>>
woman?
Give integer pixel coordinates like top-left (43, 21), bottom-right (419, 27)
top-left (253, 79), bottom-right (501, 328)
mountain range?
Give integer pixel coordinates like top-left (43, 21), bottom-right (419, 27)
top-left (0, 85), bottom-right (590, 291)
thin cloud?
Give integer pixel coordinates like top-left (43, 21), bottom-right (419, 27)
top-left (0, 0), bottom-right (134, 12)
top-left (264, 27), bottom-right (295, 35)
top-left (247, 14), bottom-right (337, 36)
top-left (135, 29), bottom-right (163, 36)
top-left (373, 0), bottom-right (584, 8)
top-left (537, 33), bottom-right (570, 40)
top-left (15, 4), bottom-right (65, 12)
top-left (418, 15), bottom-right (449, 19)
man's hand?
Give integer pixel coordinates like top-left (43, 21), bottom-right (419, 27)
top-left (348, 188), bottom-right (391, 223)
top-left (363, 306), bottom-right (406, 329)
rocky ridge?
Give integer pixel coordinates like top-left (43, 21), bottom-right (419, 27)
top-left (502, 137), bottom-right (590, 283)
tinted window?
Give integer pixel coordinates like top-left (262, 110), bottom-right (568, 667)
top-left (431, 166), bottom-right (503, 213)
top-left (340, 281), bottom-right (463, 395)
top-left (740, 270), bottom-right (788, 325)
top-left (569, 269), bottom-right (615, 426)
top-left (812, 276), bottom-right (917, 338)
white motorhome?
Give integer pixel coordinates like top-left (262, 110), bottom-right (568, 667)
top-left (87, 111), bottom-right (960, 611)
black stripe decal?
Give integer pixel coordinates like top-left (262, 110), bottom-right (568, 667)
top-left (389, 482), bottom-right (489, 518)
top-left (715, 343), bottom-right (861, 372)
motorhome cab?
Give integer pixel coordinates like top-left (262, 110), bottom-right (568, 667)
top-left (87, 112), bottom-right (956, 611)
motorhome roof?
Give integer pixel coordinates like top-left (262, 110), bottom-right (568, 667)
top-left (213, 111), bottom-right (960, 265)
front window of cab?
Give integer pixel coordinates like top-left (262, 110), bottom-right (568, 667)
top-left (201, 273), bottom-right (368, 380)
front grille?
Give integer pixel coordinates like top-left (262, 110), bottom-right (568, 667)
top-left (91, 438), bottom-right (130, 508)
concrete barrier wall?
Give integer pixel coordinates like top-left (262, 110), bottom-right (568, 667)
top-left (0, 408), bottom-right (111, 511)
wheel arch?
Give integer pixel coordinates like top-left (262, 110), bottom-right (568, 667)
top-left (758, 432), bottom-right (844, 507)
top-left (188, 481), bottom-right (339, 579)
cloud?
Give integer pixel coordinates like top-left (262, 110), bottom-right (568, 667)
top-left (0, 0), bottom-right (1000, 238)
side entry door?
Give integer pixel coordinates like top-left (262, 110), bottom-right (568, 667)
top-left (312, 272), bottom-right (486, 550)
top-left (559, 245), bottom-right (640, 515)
<<
▸ **WHAT IS ASKED**:
Please return each line above that contains the word "motorhome".

▸ **EXERCISE OUTPUT**:
white motorhome?
motorhome cab?
motorhome roof?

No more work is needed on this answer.